• DO THIS: Copy the listing below verbatim, line for line, changing no character.

• SOURCE RECORDS:
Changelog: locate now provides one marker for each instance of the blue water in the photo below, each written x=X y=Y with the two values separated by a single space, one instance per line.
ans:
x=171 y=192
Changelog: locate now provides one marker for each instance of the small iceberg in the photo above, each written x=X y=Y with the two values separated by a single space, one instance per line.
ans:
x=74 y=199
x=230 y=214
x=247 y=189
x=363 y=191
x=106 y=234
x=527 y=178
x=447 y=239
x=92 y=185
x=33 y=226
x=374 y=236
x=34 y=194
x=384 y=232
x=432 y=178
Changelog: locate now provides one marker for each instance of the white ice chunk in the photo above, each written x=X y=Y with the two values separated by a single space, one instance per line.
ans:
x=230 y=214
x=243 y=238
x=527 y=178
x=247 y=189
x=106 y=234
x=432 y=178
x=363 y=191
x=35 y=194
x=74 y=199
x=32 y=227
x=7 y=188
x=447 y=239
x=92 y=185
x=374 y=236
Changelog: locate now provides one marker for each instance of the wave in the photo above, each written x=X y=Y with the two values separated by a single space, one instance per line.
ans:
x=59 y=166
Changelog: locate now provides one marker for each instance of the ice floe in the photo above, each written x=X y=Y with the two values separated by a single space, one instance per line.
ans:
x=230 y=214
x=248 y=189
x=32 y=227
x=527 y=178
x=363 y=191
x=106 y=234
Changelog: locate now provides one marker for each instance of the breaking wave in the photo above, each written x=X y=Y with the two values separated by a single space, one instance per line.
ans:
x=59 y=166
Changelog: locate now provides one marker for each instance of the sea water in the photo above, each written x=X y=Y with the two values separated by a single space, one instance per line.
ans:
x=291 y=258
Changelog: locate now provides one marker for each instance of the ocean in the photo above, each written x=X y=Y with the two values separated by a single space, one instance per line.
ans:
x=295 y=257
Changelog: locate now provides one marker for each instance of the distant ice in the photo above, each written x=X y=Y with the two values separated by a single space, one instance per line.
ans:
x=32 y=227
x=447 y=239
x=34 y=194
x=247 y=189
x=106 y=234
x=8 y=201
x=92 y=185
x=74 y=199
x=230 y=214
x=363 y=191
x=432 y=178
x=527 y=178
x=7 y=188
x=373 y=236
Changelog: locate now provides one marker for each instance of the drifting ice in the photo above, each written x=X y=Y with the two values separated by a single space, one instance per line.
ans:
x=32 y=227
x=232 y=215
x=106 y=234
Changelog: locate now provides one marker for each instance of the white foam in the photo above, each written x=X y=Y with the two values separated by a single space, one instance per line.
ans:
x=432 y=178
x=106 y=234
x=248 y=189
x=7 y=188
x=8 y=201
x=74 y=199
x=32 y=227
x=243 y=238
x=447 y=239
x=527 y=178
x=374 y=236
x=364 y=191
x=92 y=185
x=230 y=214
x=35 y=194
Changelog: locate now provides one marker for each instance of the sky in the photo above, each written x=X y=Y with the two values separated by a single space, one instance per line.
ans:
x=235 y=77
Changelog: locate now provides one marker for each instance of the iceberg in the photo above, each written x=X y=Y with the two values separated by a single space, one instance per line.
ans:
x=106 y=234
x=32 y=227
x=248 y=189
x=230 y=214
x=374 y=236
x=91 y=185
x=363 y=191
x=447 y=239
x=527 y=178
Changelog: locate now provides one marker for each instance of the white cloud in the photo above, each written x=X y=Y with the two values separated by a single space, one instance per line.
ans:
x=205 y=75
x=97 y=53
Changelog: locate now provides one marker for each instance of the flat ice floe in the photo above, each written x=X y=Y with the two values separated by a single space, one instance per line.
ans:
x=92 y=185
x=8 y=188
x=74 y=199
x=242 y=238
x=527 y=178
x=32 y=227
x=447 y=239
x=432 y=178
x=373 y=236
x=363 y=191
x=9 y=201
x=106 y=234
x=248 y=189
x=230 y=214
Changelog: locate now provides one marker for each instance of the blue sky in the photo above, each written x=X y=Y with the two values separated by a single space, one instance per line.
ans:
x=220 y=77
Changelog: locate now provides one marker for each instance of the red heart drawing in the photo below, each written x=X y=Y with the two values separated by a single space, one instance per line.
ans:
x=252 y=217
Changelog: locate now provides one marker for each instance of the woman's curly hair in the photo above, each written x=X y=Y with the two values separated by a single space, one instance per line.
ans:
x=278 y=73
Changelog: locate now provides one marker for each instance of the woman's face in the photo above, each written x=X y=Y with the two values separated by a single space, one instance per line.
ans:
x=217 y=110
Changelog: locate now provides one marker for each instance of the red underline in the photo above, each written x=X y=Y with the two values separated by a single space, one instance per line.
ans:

• OUTPUT FOR THIS TASK:
Changelog: locate now provides one marker for each instance of the blue water in the photo below, each written x=X y=Y with the two values separated by a single space, one instance per line.
ans:
x=171 y=192
Changelog: locate now provides one marker for each instance of the small iceberg in the photo above, each written x=X y=Y with the two values separated by a single space, one instance per line.
ans:
x=74 y=199
x=230 y=214
x=247 y=189
x=363 y=191
x=106 y=234
x=527 y=178
x=447 y=239
x=92 y=185
x=33 y=226
x=374 y=236
x=34 y=194
x=384 y=232
x=432 y=178
Changelog: locate now provides one marker for each instance of the white ice chunk in the photo above, each written x=X y=Y with the two values separated by a single space, one instance per line.
ans:
x=230 y=214
x=243 y=238
x=527 y=178
x=247 y=189
x=106 y=234
x=432 y=178
x=363 y=191
x=35 y=194
x=74 y=199
x=32 y=227
x=7 y=188
x=447 y=239
x=92 y=185
x=374 y=236
Changelog: locate now provides one marker for each instance of the wave in the photo above, each written x=X y=Y with the two values separated by a single space, one instance per line.
ans:
x=59 y=166
Changelog: locate now provides one marker for each instance of the ice floe in the photo above, each written x=X y=Y with the two values separated by a single space, one instance per line.
ans:
x=230 y=214
x=248 y=189
x=32 y=227
x=527 y=178
x=363 y=191
x=106 y=234
Changelog: locate now provides one marker for each instance of the breaking wave in the photo above, each written x=X y=Y with the two values separated by a single space, one instance per line.
ans:
x=59 y=166
Changelog: locate now provides one marker for each instance of the sea water in the photo above, each written x=X y=Y with the two values separated by a single space, one instance per line.
ans:
x=291 y=258
Changelog: locate now provides one marker for each instance of the ocean in the photo above, each written x=X y=Y with the two values separated by a single space, one instance per line.
ans:
x=295 y=257
Changelog: locate now provides one marker for each instance of the distant ice in the photo above, each written x=X y=Y with the two values separated by a single space, one instance per line.
ans:
x=32 y=227
x=447 y=239
x=34 y=194
x=247 y=189
x=106 y=234
x=8 y=201
x=92 y=185
x=74 y=199
x=230 y=214
x=363 y=191
x=432 y=178
x=527 y=178
x=7 y=188
x=373 y=236
Changelog: locate now provides one marker for each instance of the drifting ice in the photo above, each written x=X y=Y with the two values separated by a single space, one instance per line.
ans:
x=32 y=227
x=232 y=215
x=106 y=234
Changelog: locate now provides one marker for each instance of the white foam in the photo above, each written x=X y=Y with the two values separated by a single space, one instance per line.
ans:
x=432 y=178
x=106 y=234
x=248 y=189
x=7 y=188
x=8 y=201
x=74 y=199
x=32 y=227
x=243 y=238
x=447 y=239
x=527 y=178
x=374 y=236
x=364 y=191
x=92 y=185
x=230 y=214
x=35 y=194
Changelog: locate now provides one marker for each instance of the sky in the photo above, each written x=X y=Y with the two values separated by a single space, one instance per line.
ans:
x=235 y=77
Changelog: locate now provides one marker for each instance of the iceberg in the photo above, each written x=X y=Y with the two values separated by a single space, one instance per line.
ans:
x=106 y=234
x=32 y=227
x=248 y=189
x=230 y=214
x=374 y=236
x=91 y=185
x=363 y=191
x=447 y=239
x=527 y=178
Changelog: locate now provides one marker for each instance of the white cloud in the photo above, each written x=X y=Y with the two values separated by a single space, one instance per line.
ans:
x=205 y=75
x=97 y=53
Changelog: locate now provides one marker for each instance of the flat ice floe in the photo above, each written x=X y=Y with the two values separated by a single space, one instance per line.
ans:
x=92 y=185
x=8 y=188
x=74 y=199
x=242 y=238
x=527 y=178
x=32 y=227
x=447 y=239
x=432 y=178
x=373 y=236
x=363 y=191
x=9 y=201
x=106 y=234
x=248 y=189
x=230 y=214
Changelog: locate now provides one marker for each instance of the blue sky in the photo above, each written x=X y=Y with the two values separated by a single space, one instance per line.
ans:
x=220 y=77
Changelog: locate now provides one marker for each instance of the red heart drawing in the photo below, each written x=X y=Y with the two values separated by a single space, one instance per line.
ans:
x=252 y=217
Changelog: locate now provides one marker for each instance of the woman's curly hair in the photo above, each written x=X y=Y with the two values separated by a single space, one instance per line.
ans:
x=278 y=73
Changelog: locate now provides one marker for each instance of the woman's face in the photo above, each written x=X y=Y with the two values separated by a single space, one instance per line.
ans:
x=217 y=110
Changelog: locate now provides one marker for each instance of the red underline in the photo above, each written x=X y=Y with the two values separated by a single space, one instance per line.
ans:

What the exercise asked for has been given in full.